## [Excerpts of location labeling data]
## begin
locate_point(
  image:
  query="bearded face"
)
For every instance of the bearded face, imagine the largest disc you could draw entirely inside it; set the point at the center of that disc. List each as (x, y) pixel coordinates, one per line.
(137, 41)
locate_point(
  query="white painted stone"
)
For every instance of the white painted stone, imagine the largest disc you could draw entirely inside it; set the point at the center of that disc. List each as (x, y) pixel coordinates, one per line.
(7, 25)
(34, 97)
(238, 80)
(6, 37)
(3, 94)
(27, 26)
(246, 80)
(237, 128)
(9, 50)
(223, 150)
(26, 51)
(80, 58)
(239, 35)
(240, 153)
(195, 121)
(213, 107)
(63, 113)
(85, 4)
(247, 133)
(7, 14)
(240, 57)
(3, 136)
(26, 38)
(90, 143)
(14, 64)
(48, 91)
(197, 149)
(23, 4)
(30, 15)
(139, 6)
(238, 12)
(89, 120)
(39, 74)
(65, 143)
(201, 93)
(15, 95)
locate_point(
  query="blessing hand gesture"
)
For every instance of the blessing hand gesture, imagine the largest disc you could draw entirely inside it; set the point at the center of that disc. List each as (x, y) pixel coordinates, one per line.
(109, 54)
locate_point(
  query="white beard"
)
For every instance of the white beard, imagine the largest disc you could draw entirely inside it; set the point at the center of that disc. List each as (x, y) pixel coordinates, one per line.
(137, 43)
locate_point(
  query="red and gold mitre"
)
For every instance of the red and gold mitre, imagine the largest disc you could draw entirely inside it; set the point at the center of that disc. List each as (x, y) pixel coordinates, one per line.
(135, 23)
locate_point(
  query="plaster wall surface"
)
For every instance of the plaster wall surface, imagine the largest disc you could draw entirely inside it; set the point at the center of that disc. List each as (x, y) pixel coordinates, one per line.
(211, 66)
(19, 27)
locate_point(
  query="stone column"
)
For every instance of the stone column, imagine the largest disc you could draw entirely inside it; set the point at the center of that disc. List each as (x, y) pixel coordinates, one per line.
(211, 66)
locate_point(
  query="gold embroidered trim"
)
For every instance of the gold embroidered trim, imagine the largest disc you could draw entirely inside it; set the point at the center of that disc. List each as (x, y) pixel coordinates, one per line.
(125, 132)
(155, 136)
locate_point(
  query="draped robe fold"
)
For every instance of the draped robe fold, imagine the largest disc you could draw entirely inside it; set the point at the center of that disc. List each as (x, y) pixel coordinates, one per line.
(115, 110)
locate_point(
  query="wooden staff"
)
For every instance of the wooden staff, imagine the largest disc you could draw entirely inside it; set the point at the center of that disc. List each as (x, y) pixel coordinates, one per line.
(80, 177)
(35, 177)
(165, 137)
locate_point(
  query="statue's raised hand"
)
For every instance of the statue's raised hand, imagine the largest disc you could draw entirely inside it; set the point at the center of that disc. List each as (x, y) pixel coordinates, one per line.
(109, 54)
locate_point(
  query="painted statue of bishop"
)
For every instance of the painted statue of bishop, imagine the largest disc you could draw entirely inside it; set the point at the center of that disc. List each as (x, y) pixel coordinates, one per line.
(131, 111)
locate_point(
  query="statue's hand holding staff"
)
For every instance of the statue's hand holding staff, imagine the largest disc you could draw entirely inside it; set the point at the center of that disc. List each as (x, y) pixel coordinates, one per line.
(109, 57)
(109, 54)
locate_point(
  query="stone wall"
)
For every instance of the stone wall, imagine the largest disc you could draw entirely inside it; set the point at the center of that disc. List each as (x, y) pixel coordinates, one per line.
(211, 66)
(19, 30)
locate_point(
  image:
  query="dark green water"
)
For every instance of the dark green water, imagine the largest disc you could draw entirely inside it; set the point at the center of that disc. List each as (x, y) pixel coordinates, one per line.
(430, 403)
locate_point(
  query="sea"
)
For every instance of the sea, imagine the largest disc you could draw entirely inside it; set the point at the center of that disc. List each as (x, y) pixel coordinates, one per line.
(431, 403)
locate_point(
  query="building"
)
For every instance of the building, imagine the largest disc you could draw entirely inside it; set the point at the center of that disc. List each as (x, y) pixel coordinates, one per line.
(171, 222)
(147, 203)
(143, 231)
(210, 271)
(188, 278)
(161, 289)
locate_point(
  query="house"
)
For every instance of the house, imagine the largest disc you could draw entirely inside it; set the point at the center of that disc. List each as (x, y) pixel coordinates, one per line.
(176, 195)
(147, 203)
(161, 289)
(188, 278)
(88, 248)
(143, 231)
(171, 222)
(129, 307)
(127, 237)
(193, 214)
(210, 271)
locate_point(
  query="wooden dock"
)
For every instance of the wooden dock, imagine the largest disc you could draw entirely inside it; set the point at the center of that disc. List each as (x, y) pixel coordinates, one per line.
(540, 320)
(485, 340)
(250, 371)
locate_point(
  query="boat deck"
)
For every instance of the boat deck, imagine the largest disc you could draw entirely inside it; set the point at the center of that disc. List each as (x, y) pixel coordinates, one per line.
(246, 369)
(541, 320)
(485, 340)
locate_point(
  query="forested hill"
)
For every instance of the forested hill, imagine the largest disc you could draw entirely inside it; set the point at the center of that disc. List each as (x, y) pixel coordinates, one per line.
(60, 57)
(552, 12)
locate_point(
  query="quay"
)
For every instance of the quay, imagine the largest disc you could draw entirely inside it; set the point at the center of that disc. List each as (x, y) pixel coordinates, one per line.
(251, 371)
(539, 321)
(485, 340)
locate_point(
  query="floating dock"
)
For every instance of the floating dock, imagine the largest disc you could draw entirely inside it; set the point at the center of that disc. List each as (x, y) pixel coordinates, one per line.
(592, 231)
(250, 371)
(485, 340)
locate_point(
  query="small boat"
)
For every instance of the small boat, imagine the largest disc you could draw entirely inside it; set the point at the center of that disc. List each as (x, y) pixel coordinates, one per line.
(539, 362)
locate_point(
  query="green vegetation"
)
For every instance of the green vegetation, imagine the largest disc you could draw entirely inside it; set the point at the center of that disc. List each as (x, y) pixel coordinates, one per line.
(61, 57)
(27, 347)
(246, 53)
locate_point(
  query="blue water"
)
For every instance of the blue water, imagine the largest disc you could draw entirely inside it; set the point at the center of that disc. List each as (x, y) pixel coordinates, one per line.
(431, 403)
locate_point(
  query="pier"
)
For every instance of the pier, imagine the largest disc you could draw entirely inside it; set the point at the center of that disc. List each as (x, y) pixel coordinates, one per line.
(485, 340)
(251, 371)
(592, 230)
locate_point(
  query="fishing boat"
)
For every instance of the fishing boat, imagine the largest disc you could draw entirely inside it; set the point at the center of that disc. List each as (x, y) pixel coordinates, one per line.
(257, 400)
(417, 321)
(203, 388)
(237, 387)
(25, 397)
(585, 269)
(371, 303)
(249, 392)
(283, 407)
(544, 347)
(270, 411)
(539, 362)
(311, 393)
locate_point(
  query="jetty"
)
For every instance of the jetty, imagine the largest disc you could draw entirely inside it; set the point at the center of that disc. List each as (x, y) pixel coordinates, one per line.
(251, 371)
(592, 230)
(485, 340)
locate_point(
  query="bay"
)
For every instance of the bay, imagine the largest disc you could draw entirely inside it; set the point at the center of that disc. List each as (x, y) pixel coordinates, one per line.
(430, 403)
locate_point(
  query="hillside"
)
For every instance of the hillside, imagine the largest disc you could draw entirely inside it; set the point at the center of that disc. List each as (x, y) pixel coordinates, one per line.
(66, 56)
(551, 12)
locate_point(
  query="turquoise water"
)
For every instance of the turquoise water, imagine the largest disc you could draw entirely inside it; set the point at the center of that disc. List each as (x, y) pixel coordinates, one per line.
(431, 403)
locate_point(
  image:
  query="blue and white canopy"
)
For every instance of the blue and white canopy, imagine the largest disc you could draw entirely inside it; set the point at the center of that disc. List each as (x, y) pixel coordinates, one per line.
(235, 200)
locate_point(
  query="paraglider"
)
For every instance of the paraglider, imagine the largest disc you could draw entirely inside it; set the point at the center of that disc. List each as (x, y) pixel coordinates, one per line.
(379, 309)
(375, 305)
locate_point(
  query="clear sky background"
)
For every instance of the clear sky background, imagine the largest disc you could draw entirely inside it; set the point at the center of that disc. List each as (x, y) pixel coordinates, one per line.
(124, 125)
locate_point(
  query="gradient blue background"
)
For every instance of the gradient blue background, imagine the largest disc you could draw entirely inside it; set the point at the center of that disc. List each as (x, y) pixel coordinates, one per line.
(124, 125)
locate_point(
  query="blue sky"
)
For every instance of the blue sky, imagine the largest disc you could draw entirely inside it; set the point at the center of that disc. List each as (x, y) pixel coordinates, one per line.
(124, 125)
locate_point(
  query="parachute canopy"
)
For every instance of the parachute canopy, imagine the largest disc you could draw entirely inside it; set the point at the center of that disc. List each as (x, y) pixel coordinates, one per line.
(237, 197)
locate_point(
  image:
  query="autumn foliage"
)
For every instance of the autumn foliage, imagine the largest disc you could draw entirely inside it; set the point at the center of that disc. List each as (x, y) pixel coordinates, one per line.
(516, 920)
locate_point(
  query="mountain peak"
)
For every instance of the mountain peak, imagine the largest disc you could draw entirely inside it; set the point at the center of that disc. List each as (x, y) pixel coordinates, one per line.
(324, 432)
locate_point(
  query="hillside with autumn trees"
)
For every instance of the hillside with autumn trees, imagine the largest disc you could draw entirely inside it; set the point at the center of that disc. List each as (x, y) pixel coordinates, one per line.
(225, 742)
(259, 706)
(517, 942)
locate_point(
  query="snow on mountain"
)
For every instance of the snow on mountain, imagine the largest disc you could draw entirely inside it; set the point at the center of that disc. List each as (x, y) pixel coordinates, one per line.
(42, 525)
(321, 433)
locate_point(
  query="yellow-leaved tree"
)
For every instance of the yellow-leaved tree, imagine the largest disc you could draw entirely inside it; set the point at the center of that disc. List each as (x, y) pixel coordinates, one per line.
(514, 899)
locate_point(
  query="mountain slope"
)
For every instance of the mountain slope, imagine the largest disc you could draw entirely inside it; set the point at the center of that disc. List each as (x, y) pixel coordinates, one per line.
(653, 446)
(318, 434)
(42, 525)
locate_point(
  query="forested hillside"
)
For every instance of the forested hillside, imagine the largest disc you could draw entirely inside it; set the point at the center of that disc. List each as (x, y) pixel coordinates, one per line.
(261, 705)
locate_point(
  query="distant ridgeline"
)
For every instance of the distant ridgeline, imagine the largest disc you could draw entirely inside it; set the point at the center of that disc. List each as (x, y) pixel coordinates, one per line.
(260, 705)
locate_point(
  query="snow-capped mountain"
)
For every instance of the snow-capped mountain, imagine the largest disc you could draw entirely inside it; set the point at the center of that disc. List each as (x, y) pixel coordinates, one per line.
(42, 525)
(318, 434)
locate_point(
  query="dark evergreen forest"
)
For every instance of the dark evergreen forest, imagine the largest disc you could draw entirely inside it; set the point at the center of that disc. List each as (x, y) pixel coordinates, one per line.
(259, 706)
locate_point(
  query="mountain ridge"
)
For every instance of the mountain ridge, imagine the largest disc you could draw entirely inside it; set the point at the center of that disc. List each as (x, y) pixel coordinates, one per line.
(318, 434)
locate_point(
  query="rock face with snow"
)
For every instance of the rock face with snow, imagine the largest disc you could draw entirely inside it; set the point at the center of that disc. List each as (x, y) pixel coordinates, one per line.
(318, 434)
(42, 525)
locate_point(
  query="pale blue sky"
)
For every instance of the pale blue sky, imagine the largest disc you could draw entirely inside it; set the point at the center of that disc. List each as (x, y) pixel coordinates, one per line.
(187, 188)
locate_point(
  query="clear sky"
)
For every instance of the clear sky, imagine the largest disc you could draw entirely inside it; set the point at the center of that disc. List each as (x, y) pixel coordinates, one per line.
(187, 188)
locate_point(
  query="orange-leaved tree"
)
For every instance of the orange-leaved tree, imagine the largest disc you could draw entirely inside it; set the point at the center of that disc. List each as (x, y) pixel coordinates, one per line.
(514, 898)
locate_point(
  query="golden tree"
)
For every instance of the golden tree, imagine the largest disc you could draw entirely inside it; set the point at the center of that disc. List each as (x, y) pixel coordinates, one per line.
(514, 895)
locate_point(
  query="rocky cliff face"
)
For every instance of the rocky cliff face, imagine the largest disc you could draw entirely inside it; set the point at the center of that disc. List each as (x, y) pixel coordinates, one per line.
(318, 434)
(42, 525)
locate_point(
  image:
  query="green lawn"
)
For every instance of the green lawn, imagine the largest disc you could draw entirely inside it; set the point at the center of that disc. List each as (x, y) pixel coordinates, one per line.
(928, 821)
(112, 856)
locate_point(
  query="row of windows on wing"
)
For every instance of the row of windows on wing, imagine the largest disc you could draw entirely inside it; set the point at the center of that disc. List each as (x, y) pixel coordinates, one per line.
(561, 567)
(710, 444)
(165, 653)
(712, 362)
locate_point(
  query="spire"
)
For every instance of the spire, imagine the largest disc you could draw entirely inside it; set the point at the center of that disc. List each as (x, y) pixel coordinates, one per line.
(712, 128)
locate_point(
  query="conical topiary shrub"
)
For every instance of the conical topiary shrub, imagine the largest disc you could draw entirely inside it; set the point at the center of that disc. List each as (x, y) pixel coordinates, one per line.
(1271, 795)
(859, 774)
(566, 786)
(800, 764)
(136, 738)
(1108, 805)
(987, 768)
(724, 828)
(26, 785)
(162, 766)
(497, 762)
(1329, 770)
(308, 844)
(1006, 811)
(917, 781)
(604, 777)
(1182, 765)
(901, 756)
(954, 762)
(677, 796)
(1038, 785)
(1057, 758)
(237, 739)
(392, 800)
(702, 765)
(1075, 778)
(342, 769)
## end
Please collect every line of the data above that contains the string "lawn". Case counts.

## [COMPLETED EXERCISE]
  query="green lawn"
For every instance of the green lawn, imagine the largest disc you could draw entirely inside it; set the point at the center of that disc. List each as (x, y) pixel coordinates, one per line.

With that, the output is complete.